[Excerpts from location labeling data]
□ □ □

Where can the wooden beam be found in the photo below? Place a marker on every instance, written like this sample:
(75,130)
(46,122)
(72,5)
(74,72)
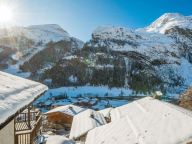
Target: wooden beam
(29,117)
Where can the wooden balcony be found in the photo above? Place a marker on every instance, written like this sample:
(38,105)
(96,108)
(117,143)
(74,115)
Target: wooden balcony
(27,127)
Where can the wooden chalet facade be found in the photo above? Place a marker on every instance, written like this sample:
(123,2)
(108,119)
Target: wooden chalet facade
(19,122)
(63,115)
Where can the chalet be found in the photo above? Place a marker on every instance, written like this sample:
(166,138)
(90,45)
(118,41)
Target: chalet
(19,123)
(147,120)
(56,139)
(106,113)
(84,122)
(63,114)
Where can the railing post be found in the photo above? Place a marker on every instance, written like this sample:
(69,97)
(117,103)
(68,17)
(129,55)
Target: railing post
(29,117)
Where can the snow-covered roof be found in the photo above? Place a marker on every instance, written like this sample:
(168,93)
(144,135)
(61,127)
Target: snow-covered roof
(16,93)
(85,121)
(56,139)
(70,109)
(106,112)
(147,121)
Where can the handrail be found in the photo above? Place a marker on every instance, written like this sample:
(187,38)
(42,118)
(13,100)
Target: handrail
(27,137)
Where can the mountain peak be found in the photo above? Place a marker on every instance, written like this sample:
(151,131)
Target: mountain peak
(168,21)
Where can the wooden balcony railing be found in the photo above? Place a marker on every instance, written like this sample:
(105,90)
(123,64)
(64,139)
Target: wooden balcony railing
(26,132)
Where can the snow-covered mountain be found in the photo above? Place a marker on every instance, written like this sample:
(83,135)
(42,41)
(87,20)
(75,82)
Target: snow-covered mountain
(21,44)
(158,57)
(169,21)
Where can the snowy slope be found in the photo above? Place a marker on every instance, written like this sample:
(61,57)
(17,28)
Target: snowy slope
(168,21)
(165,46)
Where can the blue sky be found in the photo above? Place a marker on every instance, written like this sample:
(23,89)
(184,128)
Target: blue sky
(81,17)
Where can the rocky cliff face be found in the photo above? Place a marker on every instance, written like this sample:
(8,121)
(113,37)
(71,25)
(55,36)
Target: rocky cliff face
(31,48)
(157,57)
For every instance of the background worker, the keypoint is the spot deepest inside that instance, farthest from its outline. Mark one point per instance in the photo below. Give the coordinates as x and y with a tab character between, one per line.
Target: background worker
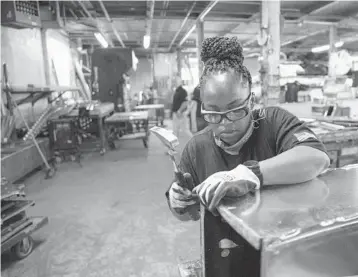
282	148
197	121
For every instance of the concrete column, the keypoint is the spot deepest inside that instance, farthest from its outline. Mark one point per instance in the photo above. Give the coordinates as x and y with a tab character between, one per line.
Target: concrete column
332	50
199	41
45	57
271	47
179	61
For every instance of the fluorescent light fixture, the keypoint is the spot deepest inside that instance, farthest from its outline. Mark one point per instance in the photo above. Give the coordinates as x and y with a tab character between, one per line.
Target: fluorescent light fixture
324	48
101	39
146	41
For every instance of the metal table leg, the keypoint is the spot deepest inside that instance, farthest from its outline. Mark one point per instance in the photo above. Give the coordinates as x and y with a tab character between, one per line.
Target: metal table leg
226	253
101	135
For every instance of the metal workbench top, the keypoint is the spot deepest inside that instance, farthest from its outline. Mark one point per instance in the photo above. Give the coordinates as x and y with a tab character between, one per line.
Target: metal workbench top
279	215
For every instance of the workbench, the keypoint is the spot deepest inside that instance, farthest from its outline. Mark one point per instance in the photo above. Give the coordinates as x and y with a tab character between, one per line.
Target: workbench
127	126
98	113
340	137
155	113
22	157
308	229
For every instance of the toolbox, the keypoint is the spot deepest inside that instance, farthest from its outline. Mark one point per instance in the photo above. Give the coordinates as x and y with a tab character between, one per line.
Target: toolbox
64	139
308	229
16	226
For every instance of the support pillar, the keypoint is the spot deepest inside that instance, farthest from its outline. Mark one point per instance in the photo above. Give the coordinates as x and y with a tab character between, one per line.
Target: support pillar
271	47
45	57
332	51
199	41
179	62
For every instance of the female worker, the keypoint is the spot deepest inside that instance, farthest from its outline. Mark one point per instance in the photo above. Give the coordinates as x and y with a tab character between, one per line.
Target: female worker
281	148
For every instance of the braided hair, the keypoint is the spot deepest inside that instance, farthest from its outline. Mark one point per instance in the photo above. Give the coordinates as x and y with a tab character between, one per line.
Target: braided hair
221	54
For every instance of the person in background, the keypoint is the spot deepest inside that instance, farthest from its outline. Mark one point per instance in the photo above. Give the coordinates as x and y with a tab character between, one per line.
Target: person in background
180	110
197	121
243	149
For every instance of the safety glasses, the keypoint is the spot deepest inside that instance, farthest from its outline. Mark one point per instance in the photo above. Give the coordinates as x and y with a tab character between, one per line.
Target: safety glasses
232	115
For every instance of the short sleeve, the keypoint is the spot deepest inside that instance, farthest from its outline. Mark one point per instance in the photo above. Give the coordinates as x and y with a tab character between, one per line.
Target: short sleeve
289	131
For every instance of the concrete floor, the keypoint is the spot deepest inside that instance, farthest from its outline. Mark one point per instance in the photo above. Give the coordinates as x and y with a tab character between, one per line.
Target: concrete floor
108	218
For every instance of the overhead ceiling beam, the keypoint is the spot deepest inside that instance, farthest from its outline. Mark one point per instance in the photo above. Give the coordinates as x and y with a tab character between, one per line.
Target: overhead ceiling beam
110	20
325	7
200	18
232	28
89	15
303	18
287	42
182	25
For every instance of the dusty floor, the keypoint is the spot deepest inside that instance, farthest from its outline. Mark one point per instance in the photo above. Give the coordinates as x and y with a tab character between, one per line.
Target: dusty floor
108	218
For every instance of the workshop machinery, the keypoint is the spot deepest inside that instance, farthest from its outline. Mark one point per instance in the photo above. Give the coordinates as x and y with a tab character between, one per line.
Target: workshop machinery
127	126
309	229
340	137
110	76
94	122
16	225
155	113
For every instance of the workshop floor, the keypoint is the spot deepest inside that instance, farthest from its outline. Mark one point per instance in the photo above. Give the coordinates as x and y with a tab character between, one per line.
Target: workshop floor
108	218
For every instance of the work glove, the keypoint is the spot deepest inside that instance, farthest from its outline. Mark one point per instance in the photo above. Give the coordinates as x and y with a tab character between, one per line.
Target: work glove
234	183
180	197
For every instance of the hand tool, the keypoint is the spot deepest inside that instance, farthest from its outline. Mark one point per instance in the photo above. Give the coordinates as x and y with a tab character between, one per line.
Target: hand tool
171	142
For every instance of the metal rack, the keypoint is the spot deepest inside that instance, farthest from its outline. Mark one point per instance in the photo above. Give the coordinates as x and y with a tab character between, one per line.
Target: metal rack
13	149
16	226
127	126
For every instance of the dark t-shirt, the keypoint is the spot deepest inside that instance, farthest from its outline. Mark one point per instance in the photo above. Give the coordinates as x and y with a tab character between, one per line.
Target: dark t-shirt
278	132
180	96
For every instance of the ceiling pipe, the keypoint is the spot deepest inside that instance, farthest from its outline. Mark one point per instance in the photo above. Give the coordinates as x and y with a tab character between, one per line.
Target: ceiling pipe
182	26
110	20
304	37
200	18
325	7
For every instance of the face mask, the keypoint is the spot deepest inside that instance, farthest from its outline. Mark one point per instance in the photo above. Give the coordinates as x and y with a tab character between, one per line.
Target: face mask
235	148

□ □ □

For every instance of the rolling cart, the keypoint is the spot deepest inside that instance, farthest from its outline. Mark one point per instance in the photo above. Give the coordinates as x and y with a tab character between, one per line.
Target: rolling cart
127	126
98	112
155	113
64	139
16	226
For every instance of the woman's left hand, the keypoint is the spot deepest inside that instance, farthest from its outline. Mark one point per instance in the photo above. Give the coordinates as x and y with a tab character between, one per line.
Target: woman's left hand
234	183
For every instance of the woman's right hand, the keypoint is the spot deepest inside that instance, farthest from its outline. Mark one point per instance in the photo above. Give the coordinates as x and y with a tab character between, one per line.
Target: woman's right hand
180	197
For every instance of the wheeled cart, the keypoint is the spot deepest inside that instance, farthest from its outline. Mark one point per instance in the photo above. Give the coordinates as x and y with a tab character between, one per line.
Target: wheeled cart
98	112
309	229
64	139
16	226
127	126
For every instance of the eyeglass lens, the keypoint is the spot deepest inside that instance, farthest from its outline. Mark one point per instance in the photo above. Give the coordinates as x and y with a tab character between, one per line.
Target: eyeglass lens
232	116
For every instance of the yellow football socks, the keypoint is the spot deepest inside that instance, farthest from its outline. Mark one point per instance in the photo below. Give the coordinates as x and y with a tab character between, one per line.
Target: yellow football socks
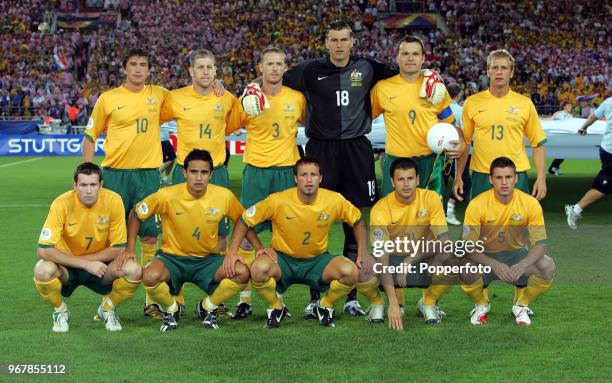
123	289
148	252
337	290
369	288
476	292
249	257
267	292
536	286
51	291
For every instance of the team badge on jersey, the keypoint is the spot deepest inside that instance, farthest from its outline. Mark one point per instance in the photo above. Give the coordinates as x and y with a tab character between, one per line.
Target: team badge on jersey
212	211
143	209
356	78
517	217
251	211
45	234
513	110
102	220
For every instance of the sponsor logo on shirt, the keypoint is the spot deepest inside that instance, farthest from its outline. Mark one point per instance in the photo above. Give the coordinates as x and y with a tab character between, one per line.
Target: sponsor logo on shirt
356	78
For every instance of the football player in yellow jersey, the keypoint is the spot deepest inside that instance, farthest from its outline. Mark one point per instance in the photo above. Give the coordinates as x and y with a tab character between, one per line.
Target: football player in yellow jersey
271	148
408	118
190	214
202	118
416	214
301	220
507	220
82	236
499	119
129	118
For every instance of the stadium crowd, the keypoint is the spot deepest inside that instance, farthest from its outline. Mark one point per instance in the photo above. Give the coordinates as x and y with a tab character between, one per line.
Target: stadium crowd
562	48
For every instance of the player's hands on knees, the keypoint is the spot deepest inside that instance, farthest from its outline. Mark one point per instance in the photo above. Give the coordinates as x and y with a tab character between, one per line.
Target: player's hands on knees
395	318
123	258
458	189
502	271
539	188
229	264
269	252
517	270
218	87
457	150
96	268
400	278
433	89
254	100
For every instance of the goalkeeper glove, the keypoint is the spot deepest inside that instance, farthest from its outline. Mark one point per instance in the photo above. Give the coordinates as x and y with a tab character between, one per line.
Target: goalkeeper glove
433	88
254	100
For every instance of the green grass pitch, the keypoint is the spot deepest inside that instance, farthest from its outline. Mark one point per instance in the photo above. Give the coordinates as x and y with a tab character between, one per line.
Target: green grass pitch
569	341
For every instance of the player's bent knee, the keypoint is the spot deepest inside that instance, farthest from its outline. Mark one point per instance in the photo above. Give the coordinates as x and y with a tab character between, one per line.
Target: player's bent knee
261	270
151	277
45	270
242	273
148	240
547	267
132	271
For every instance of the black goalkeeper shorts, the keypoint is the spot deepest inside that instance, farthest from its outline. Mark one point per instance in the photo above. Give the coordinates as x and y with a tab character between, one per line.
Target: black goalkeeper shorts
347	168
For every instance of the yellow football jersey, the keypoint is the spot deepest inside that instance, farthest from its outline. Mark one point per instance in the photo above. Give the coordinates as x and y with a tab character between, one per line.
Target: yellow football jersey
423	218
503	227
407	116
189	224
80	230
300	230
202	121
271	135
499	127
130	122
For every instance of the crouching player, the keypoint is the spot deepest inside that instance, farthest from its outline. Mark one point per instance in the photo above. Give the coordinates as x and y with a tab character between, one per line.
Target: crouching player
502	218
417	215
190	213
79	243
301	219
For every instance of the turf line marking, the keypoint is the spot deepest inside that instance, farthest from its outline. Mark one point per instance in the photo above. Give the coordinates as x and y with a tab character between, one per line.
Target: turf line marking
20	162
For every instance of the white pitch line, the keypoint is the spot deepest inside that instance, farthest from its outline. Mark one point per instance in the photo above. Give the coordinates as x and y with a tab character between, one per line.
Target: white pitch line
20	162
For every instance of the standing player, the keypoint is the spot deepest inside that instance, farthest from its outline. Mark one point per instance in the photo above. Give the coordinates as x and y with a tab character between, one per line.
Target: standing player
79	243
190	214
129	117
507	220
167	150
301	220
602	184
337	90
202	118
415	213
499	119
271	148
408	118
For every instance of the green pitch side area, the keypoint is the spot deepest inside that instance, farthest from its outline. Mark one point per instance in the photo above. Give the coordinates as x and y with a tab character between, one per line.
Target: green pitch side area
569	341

□ □ □

Filter the items above down to the lines containing the string "mountain", and copy each such line unchanged.

Where can the mountain peak be found in the photo above? Place a marker on every instance, written like this sample:
Target: mountain peak
Where can the snow-covered mountain be found in the photo above? Place a marker on every instance, written like this sample:
Target: snow-covered mountain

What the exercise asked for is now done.